:: Information provided

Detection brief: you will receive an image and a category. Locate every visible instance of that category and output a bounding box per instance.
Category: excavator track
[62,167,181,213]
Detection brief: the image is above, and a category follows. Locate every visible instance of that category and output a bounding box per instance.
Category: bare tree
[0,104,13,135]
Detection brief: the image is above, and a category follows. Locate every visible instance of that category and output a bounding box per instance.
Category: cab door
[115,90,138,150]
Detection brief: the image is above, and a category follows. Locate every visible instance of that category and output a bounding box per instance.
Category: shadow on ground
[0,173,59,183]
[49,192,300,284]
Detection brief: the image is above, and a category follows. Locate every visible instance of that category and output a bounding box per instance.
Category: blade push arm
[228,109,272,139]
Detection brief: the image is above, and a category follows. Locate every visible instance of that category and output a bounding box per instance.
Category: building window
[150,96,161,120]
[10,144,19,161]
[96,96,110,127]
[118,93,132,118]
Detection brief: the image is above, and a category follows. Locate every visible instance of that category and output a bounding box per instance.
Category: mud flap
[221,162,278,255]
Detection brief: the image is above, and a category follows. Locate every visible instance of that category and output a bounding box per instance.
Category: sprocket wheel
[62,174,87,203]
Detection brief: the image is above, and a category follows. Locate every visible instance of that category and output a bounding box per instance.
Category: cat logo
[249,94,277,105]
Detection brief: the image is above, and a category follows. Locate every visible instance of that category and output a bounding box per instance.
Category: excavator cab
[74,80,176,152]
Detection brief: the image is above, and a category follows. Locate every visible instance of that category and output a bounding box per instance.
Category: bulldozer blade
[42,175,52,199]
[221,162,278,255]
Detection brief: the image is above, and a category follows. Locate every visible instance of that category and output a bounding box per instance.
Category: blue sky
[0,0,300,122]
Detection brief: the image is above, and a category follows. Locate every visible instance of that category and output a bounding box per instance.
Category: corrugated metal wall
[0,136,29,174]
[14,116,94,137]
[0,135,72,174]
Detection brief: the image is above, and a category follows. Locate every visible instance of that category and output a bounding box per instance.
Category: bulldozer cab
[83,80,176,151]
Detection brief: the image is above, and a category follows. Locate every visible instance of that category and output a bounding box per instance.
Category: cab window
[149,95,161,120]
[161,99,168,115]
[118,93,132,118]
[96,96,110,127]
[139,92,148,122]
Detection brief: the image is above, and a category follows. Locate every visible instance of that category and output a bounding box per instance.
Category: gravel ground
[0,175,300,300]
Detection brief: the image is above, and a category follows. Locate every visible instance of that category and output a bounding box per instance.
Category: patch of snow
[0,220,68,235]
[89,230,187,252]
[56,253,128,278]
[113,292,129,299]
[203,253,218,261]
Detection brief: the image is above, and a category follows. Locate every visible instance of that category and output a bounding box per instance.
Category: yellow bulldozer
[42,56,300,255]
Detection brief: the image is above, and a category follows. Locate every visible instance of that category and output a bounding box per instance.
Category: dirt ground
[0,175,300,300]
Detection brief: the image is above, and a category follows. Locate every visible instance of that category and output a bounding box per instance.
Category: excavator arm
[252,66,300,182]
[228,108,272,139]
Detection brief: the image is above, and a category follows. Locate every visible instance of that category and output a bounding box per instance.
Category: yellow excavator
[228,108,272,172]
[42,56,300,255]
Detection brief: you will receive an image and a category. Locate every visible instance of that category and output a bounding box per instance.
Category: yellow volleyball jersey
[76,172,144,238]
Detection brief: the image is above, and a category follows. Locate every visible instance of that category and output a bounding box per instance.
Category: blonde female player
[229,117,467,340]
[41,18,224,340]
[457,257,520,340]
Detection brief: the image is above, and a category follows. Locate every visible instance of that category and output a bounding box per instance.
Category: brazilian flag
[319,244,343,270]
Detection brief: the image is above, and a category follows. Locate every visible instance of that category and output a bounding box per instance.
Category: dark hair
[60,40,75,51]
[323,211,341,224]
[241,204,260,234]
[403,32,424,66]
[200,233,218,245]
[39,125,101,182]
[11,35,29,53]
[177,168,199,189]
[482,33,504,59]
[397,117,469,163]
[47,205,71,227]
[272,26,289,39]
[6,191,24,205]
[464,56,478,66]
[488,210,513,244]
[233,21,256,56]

::::

To be done:
Copy out all of the rows above with "Detection brief" replaced by "Labeling brief" everywhere it occurs, leaving every other line and character unchanged.

Exercise output:
Labeling brief: you will receive an image and a category. Locate every visible instance of that category and output a bounding box per instance.
Category: excavator track
[62,167,181,213]
Labeling brief: the image is above, and a category follows. Locate every visible instance of that category and output a bounding box per instance.
Category: bare tree
[0,104,13,135]
Labeling brief: the image is above, and a category follows. Locate every visible instance of that category and output a bounding box per instance.
Category: cab door
[115,90,138,150]
Labeling brief: the image is above, and a category follows. Locate every visible instance of that category and output a bounding box per instance.
Category: shadow on ground
[0,173,59,183]
[49,192,300,284]
Labeling brief: the image is above, and a category follows. Locate every visible instance of that category and output a bounding box per instance.
Category: blade push arm
[228,109,272,139]
Labeling brief: the image is above, and a category follows. Locate every visible instance of that category and output a bounding box per instance.
Category: building window
[150,96,161,120]
[10,144,19,161]
[96,96,110,127]
[118,93,132,118]
Labeling brief: the image is above, and a category follows. Locate every visible instance of that category and output a bounding box per instance.
Category: mud flap
[221,162,278,255]
Labeling brief: the image is above, and a category follows. Locate every visible instance of that category and output a bounding box per instance.
Category: sprocket wheel
[62,174,87,203]
Labeling brief: the image is above, and a category follows. Locate every visible instance of that category and output a bounding box per instance.
Category: cat logo
[249,94,277,105]
Labeling brief: the image is above, and a category follows. Locate every visible instance of that category and output a bounding box per instance.
Category: excavator cab
[74,80,176,152]
Labeling brief: the image is above, and a category follows. Locate every visible instance of that category and output a bounding box per instance.
Category: bulldozer blade
[42,175,52,199]
[221,162,278,255]
Labeling brief: the image is above, and a category follows. Locate every visible instance of that category and output a bounding box per instance.
Category: blue sky
[0,0,300,122]
Labeling brief: the image is above, and a category follows. Locate every visible instance of that category and output a bounding box per instance.
Category: corrugated metal wall
[0,136,29,174]
[14,116,94,137]
[0,135,72,174]
Labeling brief: the image is above, and a category follows. Locate every visible instance of that category and output a bounding box per instance.
Category: bulldozer cab
[83,80,176,151]
Labeling brief: the image is above, and a category follows. Locate every visible instance of that category and output a bounding box per instance.
Category: cab window
[149,95,161,120]
[161,99,168,115]
[118,93,132,118]
[96,96,110,127]
[139,92,148,122]
Labeling brief: the image is above, and a category follows. Locate every visible instance of that category and output a bounding box per instance.
Category: gravel ground
[0,175,300,300]
Labeling brief: the image is above, and a category follows. Locate every visible instance of that category and output a bounding box per instance.
Category: patch of snow
[0,220,68,235]
[89,230,187,252]
[56,253,128,278]
[113,292,129,299]
[203,253,218,261]
Labeling brief: the image is above, and a category follows. Locate every visible instance of that category and output a bounding box per instance.
Category: yellow bulldozer
[42,56,300,255]
Labeling brief: the image is above, and a category follows. Locate every visible instance of that category and output a bounding box per instance.
Category: dirt ground
[0,175,300,300]
Labeling brief: the image is above, and a category follows. Locate every visible instance of that category and output a bounding box per instance.
Category: excavator arm
[252,66,300,182]
[228,108,272,139]
Labeling brief: the image is above, and a category follows. Locate every visible instance of that category and output a bounding box per instance.
Category: yellow excavator
[228,108,272,172]
[42,56,300,255]
Labeling brief: you will receive an image and a category. Locate every visible instance of that category and output a bounding box per instance.
Category: yellow volleyball jersey
[76,172,144,238]
Labeling brief: the image is above, and a category follows. Locate every visible instance of that category and output a bounding box per instance.
Category: blonde female player
[229,117,467,340]
[41,18,224,340]
[457,257,520,340]
Labeling brief: the image is above, and a category follows. Locate every visible instance of that category and output a bounding box per instance.
Category: brazilian flag
[319,244,343,270]
Labeling brief: the image is above, and a category follows. Locate every visible instance of that category and output a bounding box per instance.
Category: dark hair
[60,40,75,51]
[323,211,341,224]
[241,204,260,234]
[403,32,424,66]
[200,233,218,245]
[39,125,101,182]
[11,35,29,53]
[177,168,199,189]
[482,33,504,59]
[397,117,469,163]
[47,205,71,227]
[272,26,289,39]
[6,191,24,205]
[464,56,478,66]
[488,210,513,244]
[233,21,256,56]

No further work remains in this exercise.